» PAGE EXTRACT:
Chair of the House Ways and Means Committee
- In office March 4, 2010 – January 3, 2011
- Preceded by: Pete Stark (acting)
- Succeeded by: Dave Camp

Member of the U.S. House of Representatives from Michigan
- In office January 3, 1983 – January 3, 2019
- Preceded by: William M. Brodhead
- Succeeded by: Andy Levin
- Constituency: 17th district (1983–1993) 12th district (1993–2013) 9th district (2013–2019)

Member of the Michigan Senate from the 15th district
- In office January 13, 1965 – January 13, 1971
- Preceded by: John Fitzgerald
- Succeeded by: Daniel Cooper

Personal details
- Born: Sander Martin Levin September 6, 1931 (age 95) Detroit, Michigan, U.S.
- Party: Democratic
- Spouses: Vicki Schlafer ​ ​(m. 1958; died 2008)​; Pamela Cole ​(m. 2012)​;
- Children: 4, including Andy
- Relatives: Carl Levin (brother)
- Education: University of Chicago (BA) Columbia University (MA) Harvard University (LLB)
- Levin's voice Levin on U.S. government leadership in the Bosnian War. Recorded May 6, 1993

= Sander Levin =

American politician (born 1931)

Sander Martin Levin (born September 6, 1931) is an American politician who served in the United States House of Representatives from 1983 to 2019, representing (numbered as the from 1983 to 1993 and as the from 1993 to 2013). Levin, a member of the Democratic Party from Michigan, is a former ranking member on the House Ways and Means Committee; he was chair of the Ways and Means Committee from 2010 to 2011. He was the older brother of former U.S. Senator Carl Levin, and is the father of former Congressman Andy Levin, his successor.

» STATED GOAL: In the Sander Levin text, who succeeded him as chair of the House Ways and Means Committee?

» DATA SHOWN:
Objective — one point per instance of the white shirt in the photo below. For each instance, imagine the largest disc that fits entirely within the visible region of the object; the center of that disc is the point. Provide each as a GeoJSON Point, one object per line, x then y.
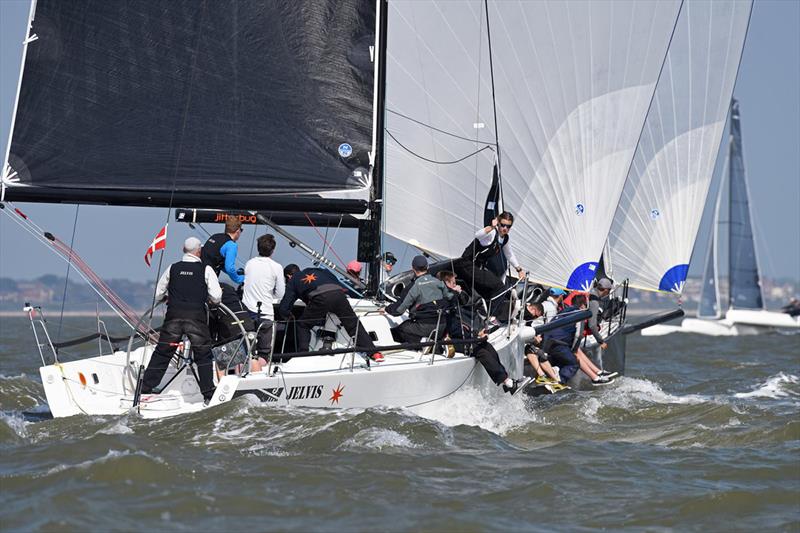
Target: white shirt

» THE SOLUTION: Dave Camp